▸ Instructions for the task: Transcribe all the entries word for word, skipping the pictures.

Dataset rows:
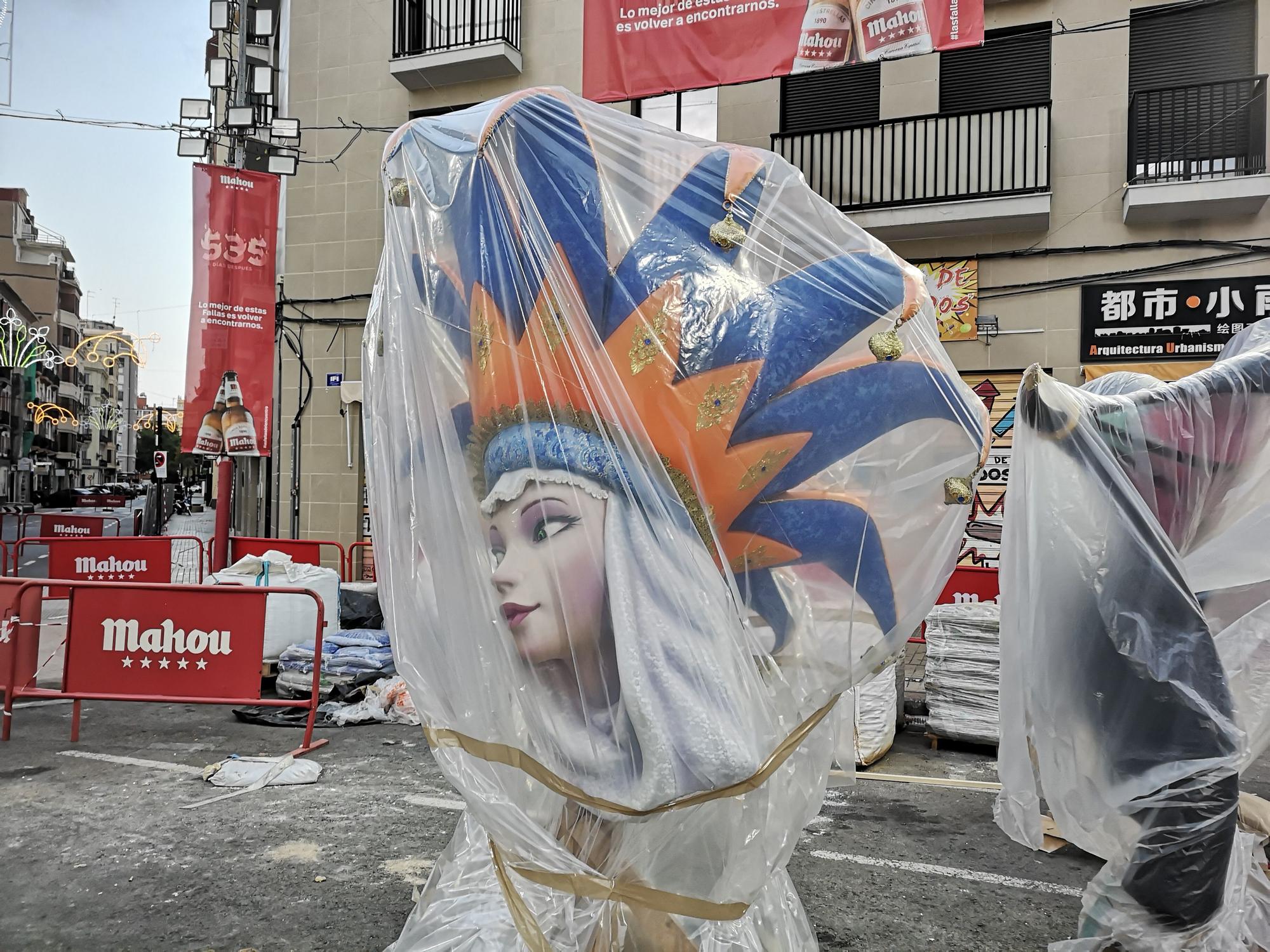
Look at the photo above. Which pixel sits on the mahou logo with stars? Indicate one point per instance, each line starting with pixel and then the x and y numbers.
pixel 185 643
pixel 112 559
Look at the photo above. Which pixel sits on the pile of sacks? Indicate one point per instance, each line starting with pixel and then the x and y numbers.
pixel 346 656
pixel 963 672
pixel 360 653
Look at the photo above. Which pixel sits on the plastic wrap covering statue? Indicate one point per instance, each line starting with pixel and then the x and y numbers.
pixel 661 458
pixel 1136 644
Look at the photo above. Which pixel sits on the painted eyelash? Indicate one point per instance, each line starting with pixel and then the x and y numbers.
pixel 570 522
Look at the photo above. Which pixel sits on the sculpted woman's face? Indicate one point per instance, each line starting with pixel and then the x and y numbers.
pixel 548 550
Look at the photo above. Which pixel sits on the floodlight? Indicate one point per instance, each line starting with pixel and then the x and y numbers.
pixel 192 147
pixel 285 129
pixel 284 163
pixel 264 21
pixel 219 73
pixel 196 110
pixel 262 81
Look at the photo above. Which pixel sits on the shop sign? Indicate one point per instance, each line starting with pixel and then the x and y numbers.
pixel 632 50
pixel 1168 321
pixel 954 289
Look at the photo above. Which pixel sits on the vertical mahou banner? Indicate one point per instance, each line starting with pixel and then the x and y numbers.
pixel 229 370
pixel 636 49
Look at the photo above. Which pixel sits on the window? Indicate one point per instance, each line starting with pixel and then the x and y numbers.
pixel 1177 46
pixel 439 111
pixel 832 100
pixel 1012 69
pixel 695 112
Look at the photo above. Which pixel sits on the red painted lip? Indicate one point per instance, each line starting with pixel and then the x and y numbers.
pixel 516 614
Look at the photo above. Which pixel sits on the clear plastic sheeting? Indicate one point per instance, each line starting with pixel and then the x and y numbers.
pixel 662 451
pixel 963 672
pixel 868 719
pixel 1136 651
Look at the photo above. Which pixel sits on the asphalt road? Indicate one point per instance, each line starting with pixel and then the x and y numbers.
pixel 100 855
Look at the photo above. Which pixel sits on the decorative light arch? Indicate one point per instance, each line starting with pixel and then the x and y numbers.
pixel 90 350
pixel 51 413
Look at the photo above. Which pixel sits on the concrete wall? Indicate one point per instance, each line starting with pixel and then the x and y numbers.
pixel 340 69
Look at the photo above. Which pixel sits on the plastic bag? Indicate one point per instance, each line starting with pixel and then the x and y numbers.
pixel 387 701
pixel 1136 642
pixel 360 606
pixel 288 619
pixel 661 459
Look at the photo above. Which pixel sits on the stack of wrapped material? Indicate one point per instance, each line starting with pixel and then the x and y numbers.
pixel 963 668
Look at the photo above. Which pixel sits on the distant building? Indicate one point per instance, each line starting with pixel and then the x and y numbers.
pixel 39 266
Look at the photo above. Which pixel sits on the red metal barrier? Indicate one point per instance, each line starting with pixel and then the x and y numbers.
pixel 70 526
pixel 109 559
pixel 302 550
pixel 971 585
pixel 134 642
pixel 368 573
pixel 18 661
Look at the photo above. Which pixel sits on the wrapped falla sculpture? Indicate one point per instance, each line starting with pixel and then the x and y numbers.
pixel 1136 644
pixel 665 455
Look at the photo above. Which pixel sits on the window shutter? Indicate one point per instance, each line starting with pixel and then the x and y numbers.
pixel 1207 44
pixel 1010 69
pixel 849 96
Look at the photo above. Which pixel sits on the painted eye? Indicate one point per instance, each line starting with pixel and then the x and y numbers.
pixel 553 526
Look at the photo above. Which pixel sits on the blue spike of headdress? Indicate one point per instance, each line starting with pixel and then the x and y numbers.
pixel 848 411
pixel 798 322
pixel 834 532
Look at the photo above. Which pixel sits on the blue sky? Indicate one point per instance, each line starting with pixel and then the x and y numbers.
pixel 123 199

▸ Worked answer:
Look at the photo above. Which pixel sits on the mahou logo with stars? Indicate one point per instance, each line starting with pixel and then the x and y numbers.
pixel 185 643
pixel 112 559
Look at the photo above. Which pixel sits on the pile of sacks? Indicate one point per instance, each line starting with pixel and then the x and y numbers.
pixel 346 656
pixel 963 672
pixel 360 653
Look at the photo above. Which pixel sits on the plastic wrap covering statue? Indicate one point per instance, each line starting with pixel and then the x and y numbers.
pixel 661 458
pixel 1136 644
Look at the photo above. Which pixel sits on the painted eyelash? Indicate one point per instance, each line starting with pixel and then the x and y numbers.
pixel 570 522
Look at the photo above. Which pixel sits on the sculpted woman's face? Indicate one point per instance, each line starting with pixel and then the x and y numbers.
pixel 548 550
Look at the photo above. Which pixel sits on the floodlight? Indicate one point per instance, each line starting with pixel and then the x and y numbers.
pixel 192 147
pixel 285 129
pixel 284 163
pixel 264 21
pixel 219 73
pixel 196 110
pixel 262 81
Look at the photo above. Which pixel sits on the shop sign? Indicate one point per instance, each line starting with pixel and then the x and y numbers.
pixel 632 50
pixel 1168 321
pixel 954 289
Look at the photo above. Which pixel sits on the vertical mahou banner? Indicate one point per instance, each line starting with pixel and then the x and y numbers.
pixel 229 370
pixel 636 49
Look at the photo above. Which pixel sits on the window? Indicate one point per instance, each line starting with pixel and then the x and y numbers.
pixel 1177 46
pixel 439 111
pixel 832 100
pixel 1012 69
pixel 695 112
Look at the photo above. Which pixel sits on the red painted lip? Indicate one point per instance, each line starting with pixel and then the x and y numbers.
pixel 516 614
Look at the photo above. Which pixel sits on the clear plastic sheeting? Indicate one point per instance, each line starting with pixel and then the x and y numbers.
pixel 662 451
pixel 963 672
pixel 868 719
pixel 1136 651
Look at the photo above. Which pixel sits on the asphalt road? Indicate one point per instance, each line starting with pixel and then the x and y numbers.
pixel 100 855
Look at the photo above. Which pixel sits on the decorative light arch? Indicate one point per instance, each line starting with pixel and then the x and y numbers.
pixel 90 350
pixel 51 413
Look at the photo above. Which pixel sits on the concrete wall? Indicate one point per instance, each line starting with pixel and then the x and y numbers.
pixel 340 69
Look at the photo above. Which pixel sits on the plastic bag? Indicate one point per instance, each line starting with pixel and then the x and y numbers.
pixel 387 701
pixel 1136 642
pixel 360 606
pixel 288 619
pixel 661 459
Look at the photo above. Which pixel sits on the stack of wrapped material? Indicate one point per instance, each line starting with pixel and then the x and y numbers.
pixel 963 668
Look at the photo above. Which pixel sits on the distant building? Indicate one point per instance, each line starting with pixel and then the x and y numbers.
pixel 39 266
Look at the photo above. Which pixel sits on the red metal barrier? Indicate one point per instance, each line starting with pixel and then the x and y numbers.
pixel 70 526
pixel 109 559
pixel 302 550
pixel 971 585
pixel 134 642
pixel 368 573
pixel 18 661
Look at the photo above. Which pixel sits on the wrapped falla sculpture? Indicate one point per instance, each line starting with pixel and then the x and y numbers.
pixel 1136 644
pixel 665 455
Look at the photo above. Which pixel sits on the window shutter? Indicate one point per instance, each line starting with pixel and then the x and y numbers.
pixel 1207 44
pixel 1010 69
pixel 849 96
Look at the photo above. Which pixel sits on the painted eye? Indicate one point per instance, each line starting with pixel and then the x and y numbers.
pixel 553 526
Look at the photo above. Which pixel sits on the blue spike of headdress? Indicate one point per instance, each line starting with pixel and then the x and y numbers.
pixel 848 411
pixel 798 322
pixel 834 532
Look at the photo above. Which pixel sits on the blue sky? Indicate one point per instance, each line starting with pixel and then the x and y numbers.
pixel 123 199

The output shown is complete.